Exercise requirements
Please copy every line of the records below word for word, with nothing left out or changed.

Data provided
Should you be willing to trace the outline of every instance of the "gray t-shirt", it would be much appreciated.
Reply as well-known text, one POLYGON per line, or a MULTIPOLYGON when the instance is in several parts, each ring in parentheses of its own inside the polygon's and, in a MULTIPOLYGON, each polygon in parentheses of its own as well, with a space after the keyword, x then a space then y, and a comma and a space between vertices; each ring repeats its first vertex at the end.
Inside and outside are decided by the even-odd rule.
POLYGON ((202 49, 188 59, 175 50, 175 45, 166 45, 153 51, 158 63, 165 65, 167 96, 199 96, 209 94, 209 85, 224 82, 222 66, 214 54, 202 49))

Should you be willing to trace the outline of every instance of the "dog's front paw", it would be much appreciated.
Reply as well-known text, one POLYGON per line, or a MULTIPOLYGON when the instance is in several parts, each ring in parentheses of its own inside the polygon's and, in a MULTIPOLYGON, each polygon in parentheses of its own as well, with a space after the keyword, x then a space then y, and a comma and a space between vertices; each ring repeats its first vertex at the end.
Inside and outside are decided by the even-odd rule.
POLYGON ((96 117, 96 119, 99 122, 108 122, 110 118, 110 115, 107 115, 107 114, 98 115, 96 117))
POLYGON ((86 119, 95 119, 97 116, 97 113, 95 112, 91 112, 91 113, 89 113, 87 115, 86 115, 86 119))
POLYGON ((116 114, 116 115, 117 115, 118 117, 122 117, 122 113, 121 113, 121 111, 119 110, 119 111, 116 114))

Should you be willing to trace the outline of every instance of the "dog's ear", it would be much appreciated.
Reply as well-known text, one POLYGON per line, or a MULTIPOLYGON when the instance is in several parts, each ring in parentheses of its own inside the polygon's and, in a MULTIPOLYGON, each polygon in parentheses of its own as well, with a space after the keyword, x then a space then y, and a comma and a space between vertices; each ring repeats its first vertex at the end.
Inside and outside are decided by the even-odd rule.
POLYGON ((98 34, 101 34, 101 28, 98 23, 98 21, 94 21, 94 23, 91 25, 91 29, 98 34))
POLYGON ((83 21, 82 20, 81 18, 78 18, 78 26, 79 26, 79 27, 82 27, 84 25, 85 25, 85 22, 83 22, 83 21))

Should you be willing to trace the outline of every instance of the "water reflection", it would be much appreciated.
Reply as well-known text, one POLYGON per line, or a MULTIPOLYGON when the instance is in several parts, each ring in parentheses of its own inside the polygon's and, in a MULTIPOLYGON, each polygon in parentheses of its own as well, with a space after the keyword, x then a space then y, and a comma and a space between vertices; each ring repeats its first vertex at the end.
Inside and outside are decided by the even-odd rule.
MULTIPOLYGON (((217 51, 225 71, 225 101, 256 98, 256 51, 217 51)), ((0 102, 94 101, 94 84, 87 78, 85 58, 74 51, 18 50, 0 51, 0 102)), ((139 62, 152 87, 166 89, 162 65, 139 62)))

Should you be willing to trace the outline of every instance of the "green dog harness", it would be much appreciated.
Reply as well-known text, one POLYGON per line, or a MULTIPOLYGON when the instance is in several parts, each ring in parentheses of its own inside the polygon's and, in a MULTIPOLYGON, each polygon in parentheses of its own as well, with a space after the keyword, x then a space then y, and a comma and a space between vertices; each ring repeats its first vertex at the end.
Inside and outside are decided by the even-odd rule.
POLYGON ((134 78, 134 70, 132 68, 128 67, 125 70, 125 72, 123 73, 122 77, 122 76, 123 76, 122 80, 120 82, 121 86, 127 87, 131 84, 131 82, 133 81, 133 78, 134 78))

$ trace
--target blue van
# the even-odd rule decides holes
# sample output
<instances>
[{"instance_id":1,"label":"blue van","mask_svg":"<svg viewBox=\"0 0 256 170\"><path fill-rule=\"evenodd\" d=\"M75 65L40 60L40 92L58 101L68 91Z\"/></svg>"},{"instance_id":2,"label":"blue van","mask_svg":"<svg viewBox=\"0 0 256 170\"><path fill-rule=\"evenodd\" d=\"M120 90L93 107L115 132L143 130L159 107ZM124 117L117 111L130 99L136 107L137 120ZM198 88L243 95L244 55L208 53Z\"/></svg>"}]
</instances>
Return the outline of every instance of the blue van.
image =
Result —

Response below
Should you be willing to trace the outline of every instance of the "gray t-shirt", it would be much appreciated.
Reply as well-known text, one POLYGON per line, or a MULTIPOLYGON when the instance is in several parts, each ring in parentheses of its own inside the polygon's and, in a MULTIPOLYGON, each polygon in parentheses of its own as well, with a space after the keyword, x then a space then y, and a comma and a space between vertices; each ring repeats its first vertex at the end.
Inside and outside are decided by the even-odd rule.
POLYGON ((202 49, 188 59, 175 50, 175 45, 166 45, 153 51, 158 63, 165 65, 167 96, 199 96, 209 94, 209 85, 224 82, 222 66, 214 54, 202 49))

Should you be willing to trace the outline of every instance of the "dog's front paw", it would be much appreciated.
Reply as well-known text, one POLYGON per line, or a MULTIPOLYGON when the instance is in several parts, each ring in parentheses of its own inside the polygon's and, in a MULTIPOLYGON, each polygon in parentheses of its own as well, with a space after the keyword, x then a space then y, and a comma and a space between vertices; each ring repeats its first vertex at the end.
Inside and outside are decided by the even-odd rule.
POLYGON ((96 117, 96 119, 99 122, 108 122, 110 118, 110 115, 107 115, 107 114, 98 115, 96 117))
POLYGON ((86 119, 95 119, 97 116, 97 113, 95 112, 91 112, 91 113, 89 113, 87 115, 86 115, 86 119))
POLYGON ((116 114, 116 115, 117 115, 118 117, 122 117, 122 113, 121 113, 121 111, 119 110, 119 111, 116 114))

Should you be willing to trace the outline of every instance of the "dog's ear", it would be much appreciated.
Reply as well-known text, one POLYGON per line, or a MULTIPOLYGON when the instance is in several parts, each ring in parentheses of its own inside the polygon's and, in a MULTIPOLYGON, each polygon in parentheses of its own as well, with a space after the keyword, x then a space then y, and a comma and a space between vertices; each ring repeats its first vertex at the end.
Inside and outside are decided by the even-odd rule.
POLYGON ((98 34, 101 34, 101 28, 98 23, 98 21, 94 21, 94 23, 91 25, 91 29, 98 34))
POLYGON ((83 21, 82 20, 81 18, 78 18, 78 26, 79 26, 79 27, 82 27, 84 25, 85 25, 85 22, 83 22, 83 21))

Should you be willing to trace the outline of every instance of the "water reflection", it would be much appreciated.
Reply as well-known text, one POLYGON per line, or a MULTIPOLYGON when the instance is in several parts, each ring in parentheses of its own inside the polygon's and, in a MULTIPOLYGON, each polygon in parentheses of its own as well, with a space after the keyword, x then a space then y, and a comma and a space between vertices; each ring repeats its first vertex at the end.
Inside and outside are decided by the even-odd rule.
MULTIPOLYGON (((217 51, 225 71, 225 101, 256 98, 256 51, 217 51)), ((0 102, 94 101, 94 84, 87 78, 85 58, 74 51, 18 50, 0 51, 0 102)), ((139 62, 152 87, 166 89, 162 65, 139 62)))

Should you be willing to trace the outline of every instance of the "green dog harness", it would be much appreciated.
Reply as well-known text, one POLYGON per line, or a MULTIPOLYGON when the instance is in several parts, each ring in parentheses of its own inside the polygon's and, in a MULTIPOLYGON, each polygon in parentheses of its own as well, with a space after the keyword, x then a space then y, and a comma and a space between vertices; each ring repeats its first vertex at the end.
Inside and outside are decided by the even-odd rule.
POLYGON ((134 78, 134 70, 132 68, 128 67, 125 70, 125 72, 123 73, 122 77, 122 76, 123 76, 122 80, 120 82, 121 86, 127 87, 131 84, 131 82, 133 81, 133 78, 134 78))

$ trace
--target blue van
# the even-odd rule decides holes
# sample output
<instances>
[{"instance_id":1,"label":"blue van","mask_svg":"<svg viewBox=\"0 0 256 170\"><path fill-rule=\"evenodd\" d=\"M75 65L40 60L40 92L58 101L68 91Z\"/></svg>"},{"instance_id":2,"label":"blue van","mask_svg":"<svg viewBox=\"0 0 256 170\"><path fill-rule=\"evenodd\" d=\"M120 90L93 107L115 132L143 130L159 107ZM124 117L117 111L130 99L136 107L137 120ZM198 88L243 95L244 55L208 53Z\"/></svg>"}]
</instances>
Return the outline of every instance of the blue van.
image =
Result —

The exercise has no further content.